### [Requests]
1. Please write out the part of the Tōko Miura text that opens with the words containing "Tōko Miura (三浦透子, Miura" and closes with "Japan Hot 100.".
2. Decide whether each statement agrees with the Tōko Miura text. Answer yes or no for each and quote the words of the text that settle it.
(a) Miura was born in Sapporo.
(b) Miura worked with the band Radwimps on the soundtrack of Weathering with You.
(c) "Grand Escape" reached No. 1 on the Billboard Japan Hot 100.
3. According to the Tōko Miura text, for her role in which film is Miura best known internationally?

- Born: 20 October 1996 (age 29) Sapporo, Hokkaido, Japan
- Occupations: Actress; singer;
- Years active: 2002-present

= Tōko Miura =

Japanese actress and singer (born 1996)

Tōko Miura (三浦透子, Miura Tōko) is a Japanese actress and singer. She is best known internationally for her role in the 2021 film Drive My Car as well as her work on the soundtrack of the 2019 animated film Weathering with You. Miura collaborated with the band Radwimps on said soundtrack and most notably made the song "Grand Escape (グランドエスケープ)," which peaked at No. 9 on the Billboard Japan Hot 100.

### [Recorded information]
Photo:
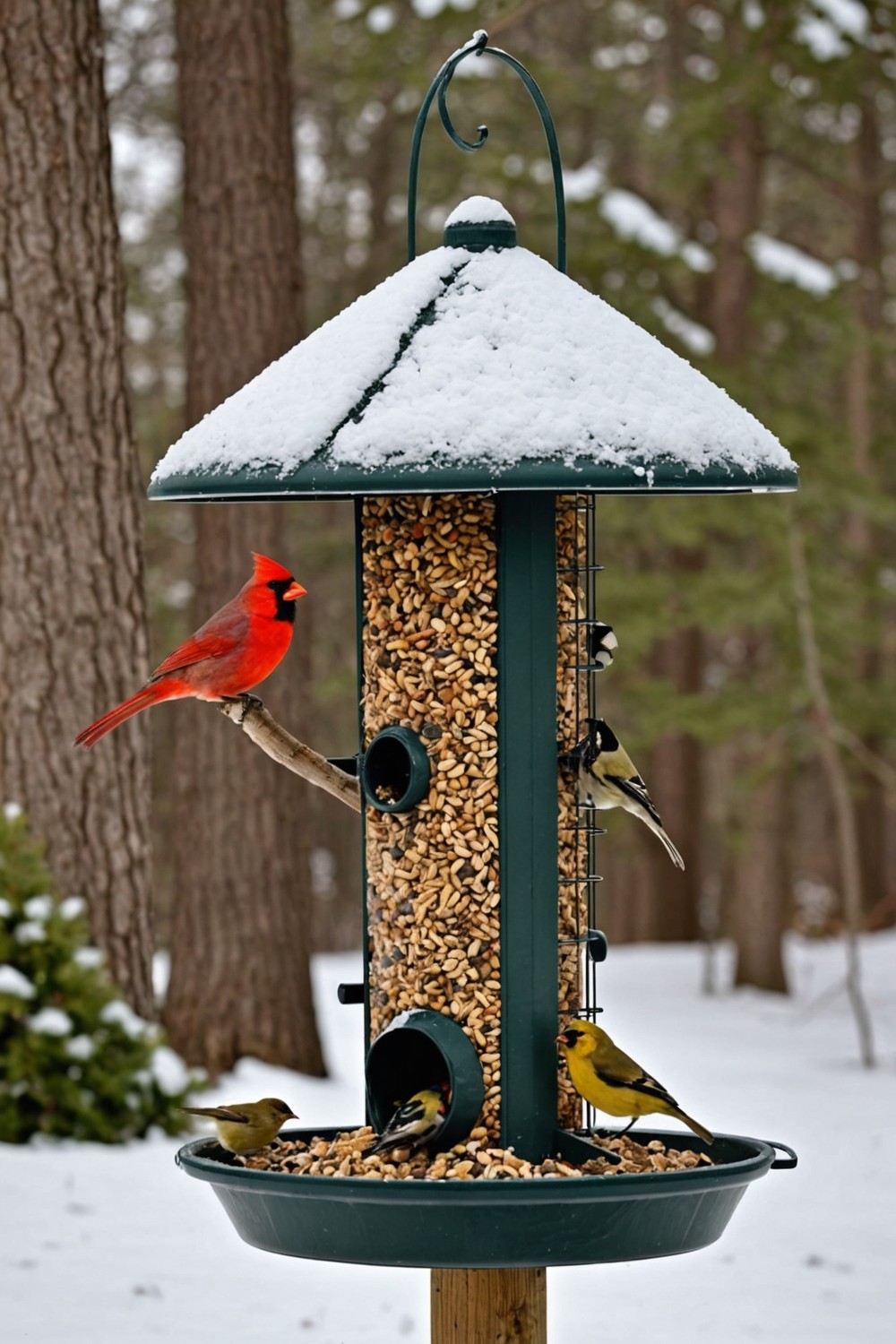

### [Expected results]
1.
Tōko Miura (三浦透子, Miura Tōko) is a Japanese actress and singer. She is best known internationally for her role in the 2021 film Drive My Car as well as her work on the soundtrack of the 2019 animated film Weathering with You. Miura collaborated with the band Radwimps on said soundtrack and most notably made the song "Grand Escape (グランドエスケープ)," which peaked at No. 9 on the Billboard Japan Hot 100.

2.
(a) Yes: "Sapporo, Hokkaido, Japan"
(b) Yes: "Miura collaborated with the band Radwimps on said soundtrack"
(c) No: "peaked at No. 9 on the Billboard Japan Hot 100"

3. The 2021 film Drive My Car.